**REQUIRED TASK**
Rewrite every line of the entries below, swapping "photo" for "image" wherever it appears and changing nothing else. Leave out the pictures.

**Location annotation dataset excerpts**

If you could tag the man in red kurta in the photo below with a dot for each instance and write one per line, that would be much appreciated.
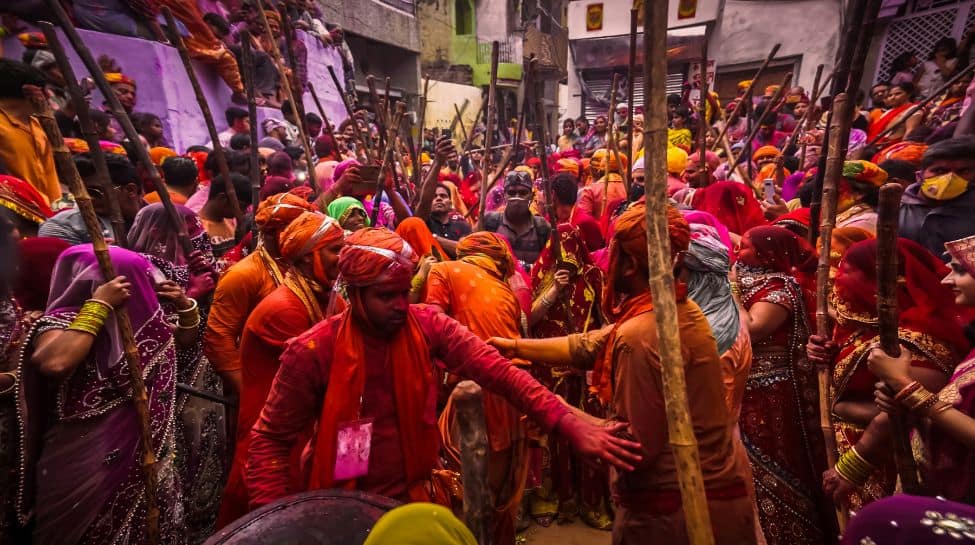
(310, 246)
(367, 375)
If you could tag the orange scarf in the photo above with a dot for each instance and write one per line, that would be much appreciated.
(602, 382)
(409, 359)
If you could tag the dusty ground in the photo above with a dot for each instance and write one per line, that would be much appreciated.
(576, 533)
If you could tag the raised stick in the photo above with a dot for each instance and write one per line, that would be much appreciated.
(69, 176)
(478, 506)
(887, 321)
(123, 118)
(176, 40)
(489, 135)
(680, 429)
(83, 112)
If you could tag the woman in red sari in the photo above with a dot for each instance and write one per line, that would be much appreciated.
(779, 413)
(566, 293)
(928, 329)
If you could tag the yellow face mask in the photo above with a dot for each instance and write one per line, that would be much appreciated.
(944, 187)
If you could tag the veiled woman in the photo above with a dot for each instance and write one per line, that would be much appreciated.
(83, 482)
(779, 412)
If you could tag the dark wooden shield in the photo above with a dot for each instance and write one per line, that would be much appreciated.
(319, 517)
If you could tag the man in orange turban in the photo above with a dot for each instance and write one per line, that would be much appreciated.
(627, 376)
(366, 375)
(246, 283)
(310, 246)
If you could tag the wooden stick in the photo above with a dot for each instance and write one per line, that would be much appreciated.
(748, 92)
(478, 507)
(276, 53)
(68, 175)
(177, 41)
(247, 70)
(489, 135)
(630, 93)
(123, 118)
(102, 176)
(680, 429)
(834, 171)
(887, 321)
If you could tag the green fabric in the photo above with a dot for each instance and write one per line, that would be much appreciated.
(341, 207)
(420, 524)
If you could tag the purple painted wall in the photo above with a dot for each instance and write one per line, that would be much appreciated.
(164, 89)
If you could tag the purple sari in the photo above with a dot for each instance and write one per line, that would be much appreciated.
(83, 482)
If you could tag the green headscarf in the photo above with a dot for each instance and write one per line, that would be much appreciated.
(341, 207)
(420, 524)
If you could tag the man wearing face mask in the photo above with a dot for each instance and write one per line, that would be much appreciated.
(940, 206)
(526, 232)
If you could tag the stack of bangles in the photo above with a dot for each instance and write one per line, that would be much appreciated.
(91, 317)
(189, 318)
(918, 399)
(854, 468)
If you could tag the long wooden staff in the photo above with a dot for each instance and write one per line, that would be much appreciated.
(123, 118)
(478, 506)
(887, 320)
(247, 70)
(488, 136)
(630, 93)
(276, 54)
(833, 173)
(680, 429)
(83, 112)
(68, 174)
(914, 109)
(748, 92)
(176, 40)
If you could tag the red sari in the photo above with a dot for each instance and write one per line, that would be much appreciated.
(779, 413)
(928, 324)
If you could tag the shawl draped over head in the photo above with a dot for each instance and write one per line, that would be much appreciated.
(372, 256)
(631, 238)
(708, 286)
(341, 207)
(277, 211)
(420, 524)
(153, 232)
(734, 205)
(415, 231)
(22, 199)
(35, 265)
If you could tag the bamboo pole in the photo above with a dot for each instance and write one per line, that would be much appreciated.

**RESULT BELOW**
If you could tag the man in red kurta in the image below with a dot for each instance and write one per line, that would be much appreciated.
(310, 246)
(367, 375)
If you could tag the orange scarf in the image above with a dot for each instance and write one per line, that would be much appreciated.
(602, 382)
(409, 359)
If you could tag the dusty ground in the image above with a dot for each instance and write one per line, that would be much appreciated.
(576, 533)
If you could tag the raised stick in the image above with a dot for each instance and write one per line, that would be much appreciated.
(69, 176)
(478, 506)
(887, 321)
(123, 118)
(176, 40)
(489, 135)
(680, 429)
(83, 112)
If you could tag the woman in red sari in the image above with a dot for each instance and write one per line, that would be much appreciated.
(779, 413)
(566, 293)
(928, 329)
If you could tag the yellow face mask in the image above with a dot for each instance and write one per line, that would be much appreciated.
(944, 187)
If you could tag the veiled woman in the image above with a dot for each instance and write one per line, that would be much appreciated.
(83, 482)
(779, 412)
If you could tag the dark wooden shield in the image above with a dot for each instance and write one per line, that would be much appreciated.
(319, 517)
If you could tag the man in orange turban in the image above with a dot for each instance and write one per line, that would be much appreciated.
(627, 376)
(366, 375)
(246, 283)
(310, 246)
If you could tag the wooden stick in the image above with a dot for each instance and write one per line, that would be much appreciated.
(748, 92)
(478, 507)
(276, 53)
(68, 175)
(177, 41)
(247, 70)
(489, 135)
(630, 93)
(123, 118)
(102, 176)
(680, 429)
(834, 171)
(887, 321)
If you could tag the green fabric in the image above with a dot for each instance and write one per line, that would be much appreciated.
(341, 207)
(420, 524)
If you could tag the purple painted wall in the image above with a dot for each instance and write one per line, that would be much appreciated.
(164, 89)
If you could tag the purple sari in the image above with a dot for each instance and write one per line, that would be much appreciated.
(83, 482)
If you could tag the green headscarf in the image above with a dot for each instance and write one per line, that would be much appreciated.
(341, 207)
(420, 524)
If you could tag the man wearing face mask in the image above with a dot for each instance and write one per line, that would be much appreciated.
(940, 206)
(526, 232)
If you could tag the stack of bangles in the image above with a dot for each instance and write one per line, that would be much appreciated.
(91, 317)
(189, 318)
(918, 399)
(854, 468)
If you could tag the long wooden staff in the image above with a dot for each instance and write one per line, that would be much appreciated.
(123, 118)
(478, 506)
(887, 320)
(247, 70)
(488, 136)
(630, 93)
(276, 54)
(833, 173)
(680, 429)
(83, 112)
(68, 174)
(914, 109)
(748, 92)
(176, 40)
If you could tag the red sari in the image above with a dot for each instance and write one per line, that would be much appreciated.
(779, 413)
(928, 324)
If you could tag the shawl draped over head in the image above with a dot for each instance and write one per line, that would be much appreciated.
(372, 256)
(631, 238)
(708, 286)
(341, 207)
(277, 211)
(420, 524)
(153, 232)
(734, 205)
(415, 231)
(22, 199)
(35, 265)
If you could tag the bamboo pole in the image above with a dot for each instance and write one per line, that would be much appreciated.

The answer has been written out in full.